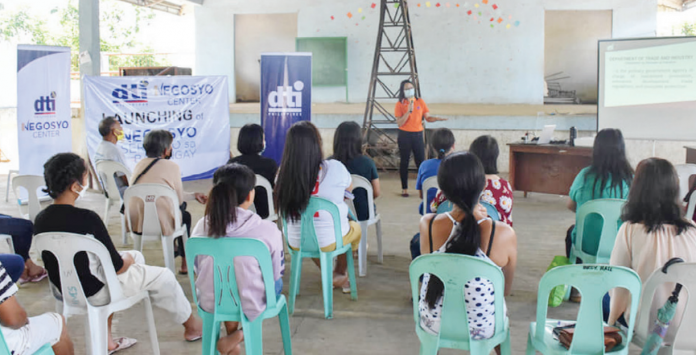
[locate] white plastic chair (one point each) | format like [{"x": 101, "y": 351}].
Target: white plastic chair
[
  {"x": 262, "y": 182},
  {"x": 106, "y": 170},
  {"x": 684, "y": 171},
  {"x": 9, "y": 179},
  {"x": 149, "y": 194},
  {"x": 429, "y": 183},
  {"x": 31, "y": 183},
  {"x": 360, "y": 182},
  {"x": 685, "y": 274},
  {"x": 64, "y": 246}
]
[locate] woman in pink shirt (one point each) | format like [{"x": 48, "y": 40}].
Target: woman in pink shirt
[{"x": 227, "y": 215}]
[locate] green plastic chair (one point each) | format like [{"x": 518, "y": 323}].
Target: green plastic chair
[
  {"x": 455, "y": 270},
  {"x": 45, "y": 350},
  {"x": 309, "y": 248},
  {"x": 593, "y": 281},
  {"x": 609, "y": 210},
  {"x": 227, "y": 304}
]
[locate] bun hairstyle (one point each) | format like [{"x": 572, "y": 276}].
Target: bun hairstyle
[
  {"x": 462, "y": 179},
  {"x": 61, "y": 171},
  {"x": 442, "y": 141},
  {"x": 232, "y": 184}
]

::::::

What the task requires
Print every line above once more, exactly. Omit the pictures.

Answer section
[locate] white plastic chair (one point each) | format like [{"x": 101, "y": 351}].
Target: white plastic chair
[
  {"x": 262, "y": 182},
  {"x": 106, "y": 170},
  {"x": 684, "y": 171},
  {"x": 9, "y": 179},
  {"x": 149, "y": 194},
  {"x": 429, "y": 183},
  {"x": 31, "y": 183},
  {"x": 360, "y": 182},
  {"x": 685, "y": 274},
  {"x": 64, "y": 246}
]
[locate] woman in pink shirt (one point each) | format like [{"x": 48, "y": 40}].
Target: woman in pink shirt
[{"x": 227, "y": 215}]
[locate] green plastic chair (one point each) | format like [{"x": 518, "y": 323}].
Target: green plastic chair
[
  {"x": 455, "y": 270},
  {"x": 45, "y": 350},
  {"x": 309, "y": 248},
  {"x": 593, "y": 281},
  {"x": 609, "y": 210},
  {"x": 227, "y": 304}
]
[locate] bun hairstyle (one point each) | format like [{"x": 572, "y": 276}].
Target: bun hairstyle
[
  {"x": 462, "y": 179},
  {"x": 61, "y": 171},
  {"x": 442, "y": 141},
  {"x": 232, "y": 184}
]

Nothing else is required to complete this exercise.